**** DATA ****
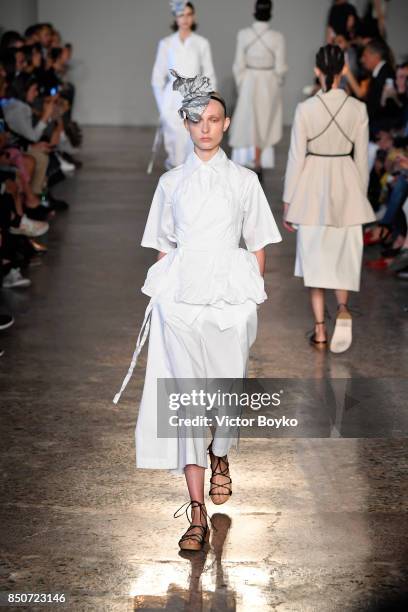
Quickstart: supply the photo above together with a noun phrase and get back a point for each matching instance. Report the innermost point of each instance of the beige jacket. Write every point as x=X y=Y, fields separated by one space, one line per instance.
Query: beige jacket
x=328 y=190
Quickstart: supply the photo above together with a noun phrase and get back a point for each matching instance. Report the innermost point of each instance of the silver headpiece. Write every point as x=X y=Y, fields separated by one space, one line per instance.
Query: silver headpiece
x=177 y=7
x=196 y=92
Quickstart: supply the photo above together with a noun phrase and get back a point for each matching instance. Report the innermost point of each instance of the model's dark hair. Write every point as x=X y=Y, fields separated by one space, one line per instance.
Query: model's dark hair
x=31 y=30
x=263 y=10
x=215 y=95
x=330 y=60
x=174 y=25
x=21 y=84
x=55 y=53
x=9 y=39
x=376 y=45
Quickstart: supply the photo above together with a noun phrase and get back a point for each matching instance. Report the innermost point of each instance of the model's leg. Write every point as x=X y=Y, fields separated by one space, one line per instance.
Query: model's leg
x=258 y=155
x=342 y=335
x=317 y=299
x=195 y=482
x=342 y=299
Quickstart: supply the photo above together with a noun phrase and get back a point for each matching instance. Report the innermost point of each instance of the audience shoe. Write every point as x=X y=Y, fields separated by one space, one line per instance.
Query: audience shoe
x=30 y=228
x=37 y=247
x=403 y=274
x=56 y=204
x=66 y=166
x=15 y=280
x=378 y=264
x=6 y=321
x=40 y=213
x=401 y=261
x=72 y=160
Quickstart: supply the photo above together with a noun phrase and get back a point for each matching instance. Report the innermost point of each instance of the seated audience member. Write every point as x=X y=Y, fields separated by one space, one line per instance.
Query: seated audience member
x=342 y=20
x=383 y=114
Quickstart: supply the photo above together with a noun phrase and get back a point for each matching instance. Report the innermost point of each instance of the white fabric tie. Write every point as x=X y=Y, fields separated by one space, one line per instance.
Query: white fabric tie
x=141 y=339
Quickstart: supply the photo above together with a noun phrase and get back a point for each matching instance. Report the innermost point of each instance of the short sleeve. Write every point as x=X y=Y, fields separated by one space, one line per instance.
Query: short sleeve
x=259 y=227
x=159 y=228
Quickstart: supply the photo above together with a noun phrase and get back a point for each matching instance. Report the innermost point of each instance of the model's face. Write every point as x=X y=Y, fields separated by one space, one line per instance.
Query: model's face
x=186 y=21
x=370 y=59
x=21 y=63
x=207 y=133
x=32 y=93
x=36 y=58
x=45 y=36
x=341 y=42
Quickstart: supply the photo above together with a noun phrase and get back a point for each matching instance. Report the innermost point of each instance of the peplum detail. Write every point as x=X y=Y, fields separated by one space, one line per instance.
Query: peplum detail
x=207 y=277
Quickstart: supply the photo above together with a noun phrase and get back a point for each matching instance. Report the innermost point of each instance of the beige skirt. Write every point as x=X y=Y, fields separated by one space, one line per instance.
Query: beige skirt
x=329 y=257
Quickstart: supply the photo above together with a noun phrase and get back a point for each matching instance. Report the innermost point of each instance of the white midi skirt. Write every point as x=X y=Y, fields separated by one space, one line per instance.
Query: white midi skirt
x=329 y=257
x=215 y=345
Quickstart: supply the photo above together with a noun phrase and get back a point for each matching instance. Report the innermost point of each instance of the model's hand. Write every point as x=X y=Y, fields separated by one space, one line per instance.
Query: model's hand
x=288 y=226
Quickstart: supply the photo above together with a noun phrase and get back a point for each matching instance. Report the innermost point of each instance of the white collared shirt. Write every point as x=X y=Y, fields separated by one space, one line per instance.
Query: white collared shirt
x=377 y=69
x=189 y=57
x=209 y=205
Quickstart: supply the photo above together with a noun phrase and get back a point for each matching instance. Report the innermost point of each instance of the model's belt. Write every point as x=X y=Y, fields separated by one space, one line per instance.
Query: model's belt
x=260 y=68
x=329 y=154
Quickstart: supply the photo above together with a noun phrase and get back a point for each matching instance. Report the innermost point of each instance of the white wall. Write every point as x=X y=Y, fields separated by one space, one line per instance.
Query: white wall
x=17 y=14
x=115 y=43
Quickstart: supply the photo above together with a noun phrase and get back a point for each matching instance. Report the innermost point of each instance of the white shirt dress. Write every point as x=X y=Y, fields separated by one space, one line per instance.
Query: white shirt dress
x=204 y=292
x=188 y=58
x=326 y=189
x=259 y=68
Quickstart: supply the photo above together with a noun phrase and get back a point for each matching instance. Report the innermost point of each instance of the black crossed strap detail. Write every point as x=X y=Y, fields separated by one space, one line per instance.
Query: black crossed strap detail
x=333 y=120
x=198 y=537
x=259 y=37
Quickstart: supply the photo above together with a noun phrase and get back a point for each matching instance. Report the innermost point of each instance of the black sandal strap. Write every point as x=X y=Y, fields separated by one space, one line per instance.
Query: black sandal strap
x=194 y=504
x=220 y=472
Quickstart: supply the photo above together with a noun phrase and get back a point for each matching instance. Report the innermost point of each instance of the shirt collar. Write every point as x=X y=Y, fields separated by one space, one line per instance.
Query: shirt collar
x=333 y=90
x=217 y=163
x=377 y=69
x=261 y=25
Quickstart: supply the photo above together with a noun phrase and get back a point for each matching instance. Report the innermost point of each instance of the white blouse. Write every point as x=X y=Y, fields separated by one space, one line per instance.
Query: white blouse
x=198 y=214
x=189 y=58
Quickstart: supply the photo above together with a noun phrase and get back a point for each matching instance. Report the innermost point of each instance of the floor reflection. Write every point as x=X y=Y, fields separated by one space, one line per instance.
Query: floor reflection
x=201 y=585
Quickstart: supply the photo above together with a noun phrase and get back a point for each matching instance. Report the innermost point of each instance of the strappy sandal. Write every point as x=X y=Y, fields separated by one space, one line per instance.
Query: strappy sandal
x=342 y=335
x=384 y=234
x=318 y=343
x=219 y=497
x=193 y=540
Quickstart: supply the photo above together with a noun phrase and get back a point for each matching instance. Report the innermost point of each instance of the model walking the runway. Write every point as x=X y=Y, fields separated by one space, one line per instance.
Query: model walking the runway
x=204 y=292
x=189 y=54
x=259 y=68
x=325 y=195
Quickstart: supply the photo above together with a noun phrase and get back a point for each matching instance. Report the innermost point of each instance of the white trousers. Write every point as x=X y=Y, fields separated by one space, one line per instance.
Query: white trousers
x=205 y=349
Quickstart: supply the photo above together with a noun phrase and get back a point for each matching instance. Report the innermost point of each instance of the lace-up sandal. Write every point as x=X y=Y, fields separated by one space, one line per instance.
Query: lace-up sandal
x=320 y=344
x=219 y=492
x=342 y=335
x=197 y=535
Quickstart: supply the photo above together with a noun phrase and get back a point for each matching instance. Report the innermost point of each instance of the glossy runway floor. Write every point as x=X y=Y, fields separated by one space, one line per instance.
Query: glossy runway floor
x=314 y=525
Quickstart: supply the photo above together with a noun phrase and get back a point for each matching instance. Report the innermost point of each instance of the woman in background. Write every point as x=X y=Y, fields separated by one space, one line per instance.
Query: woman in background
x=259 y=67
x=325 y=195
x=189 y=54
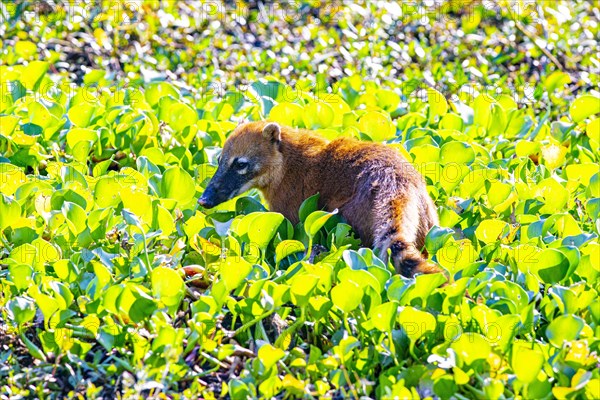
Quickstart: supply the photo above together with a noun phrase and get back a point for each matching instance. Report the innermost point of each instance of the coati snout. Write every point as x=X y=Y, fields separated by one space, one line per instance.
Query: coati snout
x=375 y=189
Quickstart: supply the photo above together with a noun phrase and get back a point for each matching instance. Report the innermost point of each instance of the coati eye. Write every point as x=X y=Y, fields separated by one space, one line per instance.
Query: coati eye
x=240 y=164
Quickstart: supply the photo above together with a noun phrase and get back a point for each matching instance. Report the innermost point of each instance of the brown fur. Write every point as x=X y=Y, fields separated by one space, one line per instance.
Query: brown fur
x=376 y=190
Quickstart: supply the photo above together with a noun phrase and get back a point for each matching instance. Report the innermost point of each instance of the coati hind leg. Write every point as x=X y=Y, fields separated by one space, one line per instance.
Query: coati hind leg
x=402 y=232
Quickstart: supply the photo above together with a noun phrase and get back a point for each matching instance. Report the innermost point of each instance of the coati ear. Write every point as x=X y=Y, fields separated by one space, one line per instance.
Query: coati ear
x=272 y=132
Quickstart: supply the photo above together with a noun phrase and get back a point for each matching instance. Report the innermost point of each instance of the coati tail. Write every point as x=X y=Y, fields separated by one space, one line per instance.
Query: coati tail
x=403 y=232
x=408 y=261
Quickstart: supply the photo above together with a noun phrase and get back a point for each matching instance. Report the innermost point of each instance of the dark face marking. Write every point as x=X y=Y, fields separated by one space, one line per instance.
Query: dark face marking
x=232 y=177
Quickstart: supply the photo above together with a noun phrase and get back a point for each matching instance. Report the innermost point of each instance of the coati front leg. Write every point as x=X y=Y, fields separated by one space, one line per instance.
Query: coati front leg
x=400 y=231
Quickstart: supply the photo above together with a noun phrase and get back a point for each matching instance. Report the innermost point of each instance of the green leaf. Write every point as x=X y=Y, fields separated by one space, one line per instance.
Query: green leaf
x=32 y=74
x=491 y=230
x=10 y=211
x=318 y=115
x=270 y=355
x=178 y=185
x=470 y=347
x=302 y=288
x=438 y=106
x=82 y=114
x=526 y=362
x=384 y=315
x=76 y=217
x=289 y=114
x=377 y=125
x=315 y=221
x=416 y=323
x=308 y=206
x=288 y=247
x=181 y=116
x=233 y=271
x=457 y=153
x=551 y=266
x=167 y=285
x=346 y=295
x=264 y=227
x=564 y=328
x=21 y=309
x=583 y=107
x=436 y=238
x=156 y=91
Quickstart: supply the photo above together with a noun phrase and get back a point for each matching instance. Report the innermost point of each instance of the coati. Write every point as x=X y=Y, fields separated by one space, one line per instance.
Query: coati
x=376 y=190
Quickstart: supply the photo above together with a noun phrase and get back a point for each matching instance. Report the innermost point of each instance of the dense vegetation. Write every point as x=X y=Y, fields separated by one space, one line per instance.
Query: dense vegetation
x=113 y=281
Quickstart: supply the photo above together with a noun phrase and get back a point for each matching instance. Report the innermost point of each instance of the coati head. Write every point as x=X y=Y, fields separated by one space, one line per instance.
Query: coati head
x=251 y=158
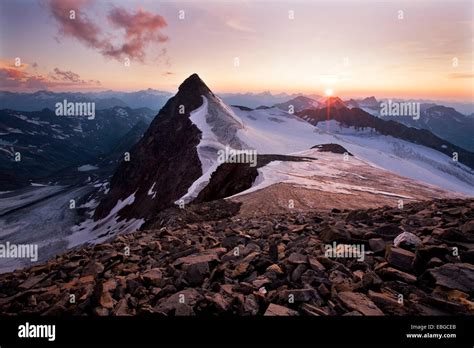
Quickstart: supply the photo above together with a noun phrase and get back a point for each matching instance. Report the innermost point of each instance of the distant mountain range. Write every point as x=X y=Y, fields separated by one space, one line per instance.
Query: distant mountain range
x=177 y=160
x=48 y=143
x=317 y=158
x=149 y=98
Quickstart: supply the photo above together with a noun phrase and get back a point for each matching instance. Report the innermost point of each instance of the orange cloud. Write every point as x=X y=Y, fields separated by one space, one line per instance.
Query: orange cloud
x=141 y=29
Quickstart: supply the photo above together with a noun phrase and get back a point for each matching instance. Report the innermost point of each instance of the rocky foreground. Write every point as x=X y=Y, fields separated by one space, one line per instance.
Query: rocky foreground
x=199 y=262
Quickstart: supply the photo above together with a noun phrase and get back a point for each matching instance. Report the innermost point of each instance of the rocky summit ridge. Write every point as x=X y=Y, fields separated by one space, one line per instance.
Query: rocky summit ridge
x=418 y=260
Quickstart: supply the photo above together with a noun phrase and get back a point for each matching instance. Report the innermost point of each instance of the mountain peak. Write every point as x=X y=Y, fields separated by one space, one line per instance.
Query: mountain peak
x=194 y=83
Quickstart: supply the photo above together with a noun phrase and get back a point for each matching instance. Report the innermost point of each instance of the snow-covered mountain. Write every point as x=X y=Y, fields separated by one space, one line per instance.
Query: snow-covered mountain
x=177 y=160
x=254 y=100
x=274 y=161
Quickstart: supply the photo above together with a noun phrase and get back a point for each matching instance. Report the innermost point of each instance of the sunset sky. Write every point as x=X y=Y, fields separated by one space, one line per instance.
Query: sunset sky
x=357 y=48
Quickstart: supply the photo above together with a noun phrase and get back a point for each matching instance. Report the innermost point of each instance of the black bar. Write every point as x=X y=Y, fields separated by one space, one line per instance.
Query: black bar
x=289 y=331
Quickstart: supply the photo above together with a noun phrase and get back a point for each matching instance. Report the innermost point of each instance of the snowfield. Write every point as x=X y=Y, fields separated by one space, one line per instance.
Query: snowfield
x=291 y=134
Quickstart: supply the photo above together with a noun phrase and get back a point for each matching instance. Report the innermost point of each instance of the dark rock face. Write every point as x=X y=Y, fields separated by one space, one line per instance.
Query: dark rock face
x=360 y=119
x=334 y=148
x=164 y=161
x=209 y=263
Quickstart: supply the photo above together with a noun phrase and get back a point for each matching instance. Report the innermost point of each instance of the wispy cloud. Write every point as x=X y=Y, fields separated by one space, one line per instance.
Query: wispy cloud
x=466 y=75
x=19 y=78
x=141 y=29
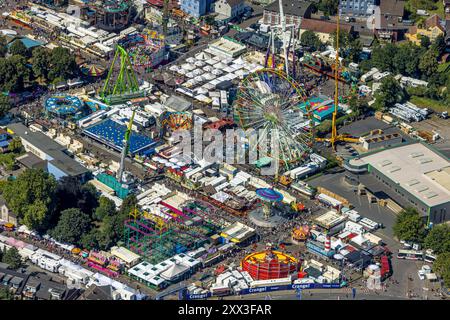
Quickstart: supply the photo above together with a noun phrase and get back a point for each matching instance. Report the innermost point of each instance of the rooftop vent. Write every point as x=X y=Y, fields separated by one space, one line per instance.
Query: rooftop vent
x=416 y=154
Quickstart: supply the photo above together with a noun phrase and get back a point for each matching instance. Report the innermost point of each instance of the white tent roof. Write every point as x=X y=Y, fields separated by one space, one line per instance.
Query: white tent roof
x=198 y=72
x=199 y=63
x=174 y=271
x=188 y=66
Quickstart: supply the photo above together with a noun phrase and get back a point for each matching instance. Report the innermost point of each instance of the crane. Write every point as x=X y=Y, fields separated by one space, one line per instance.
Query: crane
x=165 y=17
x=126 y=145
x=335 y=138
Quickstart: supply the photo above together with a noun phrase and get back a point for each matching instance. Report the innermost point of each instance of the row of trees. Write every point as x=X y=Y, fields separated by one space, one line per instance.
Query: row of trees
x=21 y=68
x=410 y=226
x=66 y=209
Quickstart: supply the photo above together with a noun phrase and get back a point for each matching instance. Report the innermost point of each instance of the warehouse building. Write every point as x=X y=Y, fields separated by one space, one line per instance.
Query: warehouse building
x=414 y=172
x=45 y=153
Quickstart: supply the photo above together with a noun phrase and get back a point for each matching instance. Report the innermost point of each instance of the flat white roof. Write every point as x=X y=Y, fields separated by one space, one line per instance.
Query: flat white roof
x=330 y=219
x=416 y=168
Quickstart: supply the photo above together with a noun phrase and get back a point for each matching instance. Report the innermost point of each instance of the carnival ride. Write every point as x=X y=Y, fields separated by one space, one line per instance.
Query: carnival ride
x=92 y=70
x=64 y=106
x=335 y=137
x=300 y=234
x=145 y=49
x=123 y=87
x=269 y=264
x=264 y=215
x=159 y=235
x=126 y=146
x=267 y=100
x=173 y=121
x=108 y=14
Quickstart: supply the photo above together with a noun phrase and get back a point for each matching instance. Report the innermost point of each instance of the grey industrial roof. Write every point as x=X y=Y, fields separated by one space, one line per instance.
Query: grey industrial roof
x=416 y=168
x=60 y=160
****
EXERCISE: Repeat exactly the lines from the first line of the records above through the line containing "the model's leg.", both included. Leave out the pictures.

RESULT BELOW:
Quickstart: supply the photo above together with a noun phrase and get back a point for each matching instance. Report the innermost point of each instance of the beige jacket. Write every point as x=X y=Y, fields separated by one space, one line per instance.
Query: beige jacket
x=328 y=190
Quickstart: supply the photo above together with a noun phrase and get back a point for each matching instance. Report the innermost point of each instance of the silver headpiece. Write every point as x=X y=Y, fields separated by one space, one line per instance.
Query: silver headpiece
x=177 y=7
x=196 y=92
Quickstart: supply the photo above together with a noun phrase and get back a point for each matching instance. Report the innermost point of each instance of the model's dark hair. Write every point as x=X y=Y, fields separated by one space, one line per instance.
Query: model's dark hair
x=31 y=30
x=263 y=10
x=215 y=95
x=330 y=60
x=174 y=25
x=21 y=84
x=55 y=53
x=9 y=39
x=376 y=45
Quickstart: supply the photo above together with a noun phrase and get back a point for each matching instance. Report the innermost point of each instance of the model's leg. Write every point as x=X y=Y, fields separated by one space, one line per instance.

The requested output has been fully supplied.